All that is needed is the first stretch of the listing below, repeated exactly and ending with the line that contains "box: [7, 0, 293, 452]". Pictures are to be left out.

** Given information follows **

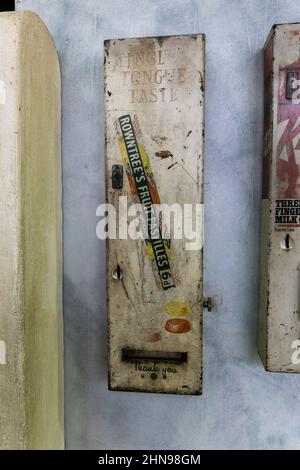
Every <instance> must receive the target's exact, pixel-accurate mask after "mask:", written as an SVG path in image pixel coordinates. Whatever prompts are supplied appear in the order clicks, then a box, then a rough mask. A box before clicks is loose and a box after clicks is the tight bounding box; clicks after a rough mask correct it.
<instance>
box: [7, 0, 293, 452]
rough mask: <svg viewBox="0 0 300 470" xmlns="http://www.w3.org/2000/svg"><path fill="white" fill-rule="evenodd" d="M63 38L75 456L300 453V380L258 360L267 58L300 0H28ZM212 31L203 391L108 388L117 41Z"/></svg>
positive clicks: (207, 40) (65, 199) (72, 388)
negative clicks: (282, 452) (106, 112)
mask: <svg viewBox="0 0 300 470" xmlns="http://www.w3.org/2000/svg"><path fill="white" fill-rule="evenodd" d="M16 4H17V8H18V9H33V10H34V11H36V12H37V13H39V14H40V15H41V17H42V18H43V20H44V21H45V22H46V24H47V25H48V27H49V29H50V31H51V33H52V35H53V36H54V39H55V42H56V45H57V48H58V51H59V54H60V59H61V66H62V79H63V109H64V114H63V169H64V211H65V215H64V235H65V247H64V261H65V266H64V270H65V359H66V367H65V371H66V372H65V374H66V388H65V391H66V437H67V446H68V447H69V448H91V449H92V448H102V449H107V448H111V449H114V448H121V449H126V448H150V449H161V448H166V449H168V448H195V449H197V448H208V449H209V448H225V449H226V448H298V449H299V448H300V428H299V417H298V414H297V413H296V412H295V410H296V406H297V403H298V401H299V392H300V382H299V376H298V375H293V374H280V373H279V374H271V373H266V372H265V371H264V369H263V366H262V364H261V361H260V359H259V357H258V353H257V312H258V283H259V262H258V252H259V244H260V228H259V216H260V200H261V150H262V128H263V54H262V48H263V45H264V42H265V39H266V37H267V35H268V33H269V31H270V29H271V27H272V25H273V24H274V23H283V22H295V21H299V19H300V4H299V2H295V1H293V0H287V1H285V0H280V1H278V0H277V1H276V0H275V1H274V0H264V1H263V2H262V1H260V0H251V1H240V0H226V1H221V0H219V1H215V0H202V1H201V2H200V1H198V0H197V1H196V0H190V1H189V0H172V1H171V0H157V1H156V0H155V1H154V0H144V1H143V2H140V0H132V1H123V0H122V1H120V0H109V1H108V0H105V1H101V2H99V1H96V0H87V1H86V2H85V4H84V8H83V7H82V2H80V1H79V0H52V1H51V2H49V1H46V0H22V1H17V2H16ZM199 32H203V33H206V59H207V60H206V111H205V114H206V116H205V123H206V129H205V132H206V142H205V182H206V184H205V200H206V220H205V254H204V274H205V282H204V289H205V294H206V295H210V294H211V295H213V296H214V298H215V300H216V303H217V310H216V312H215V313H213V314H207V313H205V314H204V376H203V395H202V396H201V397H184V396H175V395H172V396H169V395H153V394H134V393H126V392H124V393H119V392H109V391H108V390H107V367H106V361H107V355H106V307H105V291H106V286H105V247H104V243H102V242H100V241H99V240H97V238H96V236H95V227H96V223H97V218H96V216H95V212H96V207H97V205H98V204H100V203H101V202H104V201H105V190H104V103H103V98H102V96H101V91H102V89H103V76H104V71H103V65H102V64H103V48H102V41H103V39H108V38H117V37H120V38H122V37H134V36H138V37H139V36H143V35H144V36H156V35H168V34H193V33H199Z"/></svg>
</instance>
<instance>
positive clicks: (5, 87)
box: [0, 80, 6, 105]
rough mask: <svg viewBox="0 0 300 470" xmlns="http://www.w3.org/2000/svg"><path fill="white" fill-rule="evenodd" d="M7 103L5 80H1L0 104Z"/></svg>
mask: <svg viewBox="0 0 300 470" xmlns="http://www.w3.org/2000/svg"><path fill="white" fill-rule="evenodd" d="M5 103H6V86H5V82H4V81H3V80H0V105H4V104H5Z"/></svg>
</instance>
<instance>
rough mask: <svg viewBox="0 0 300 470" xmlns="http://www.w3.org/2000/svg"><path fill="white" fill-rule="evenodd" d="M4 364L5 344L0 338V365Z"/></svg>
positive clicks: (5, 357)
mask: <svg viewBox="0 0 300 470" xmlns="http://www.w3.org/2000/svg"><path fill="white" fill-rule="evenodd" d="M5 364H6V346H5V343H4V341H3V340H2V339H0V365H5Z"/></svg>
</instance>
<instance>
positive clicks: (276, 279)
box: [259, 24, 300, 373]
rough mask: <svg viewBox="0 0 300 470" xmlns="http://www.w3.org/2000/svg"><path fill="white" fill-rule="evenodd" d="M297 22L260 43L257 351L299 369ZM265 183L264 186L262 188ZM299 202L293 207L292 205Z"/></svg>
mask: <svg viewBox="0 0 300 470" xmlns="http://www.w3.org/2000/svg"><path fill="white" fill-rule="evenodd" d="M299 45H300V25H299V24H290V25H277V26H275V27H273V29H272V31H271V33H270V36H269V38H268V40H267V43H266V46H265V100H266V103H265V110H266V114H265V142H264V147H265V150H264V176H263V179H264V183H263V186H264V188H263V205H262V247H261V296H260V323H259V352H260V355H261V357H262V360H263V363H264V365H265V368H266V370H268V371H282V372H297V373H299V372H300V361H298V360H295V358H296V357H299V351H294V349H293V348H294V347H295V344H296V343H297V341H298V340H299V338H300V316H299V315H300V314H299V305H300V272H299V263H300V160H299V154H300V152H299V151H300V147H299V144H300V126H299V123H300V106H299V104H296V103H294V102H293V100H292V97H291V94H290V93H289V82H290V83H292V81H293V80H294V78H293V77H294V75H295V74H296V76H298V78H299V76H300V72H299V70H300V58H299ZM268 186H269V189H268ZM298 206H299V207H298Z"/></svg>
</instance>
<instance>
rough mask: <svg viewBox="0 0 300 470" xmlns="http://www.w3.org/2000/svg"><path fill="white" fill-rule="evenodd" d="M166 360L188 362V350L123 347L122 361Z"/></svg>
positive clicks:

** End of Given information **

[Answer section]
Every <instance> must receive the target's exact, pixel-accurate mask after "mask:", written as an SVG path in image pixel coordinates. Whatever prompts are supplied appear in the order clicks, then a box, then a rough mask. A box before clicks is loose and a box after clicks is the tight bounding box; clicks after a rough mask correct it.
<instance>
box: [7, 0, 293, 452]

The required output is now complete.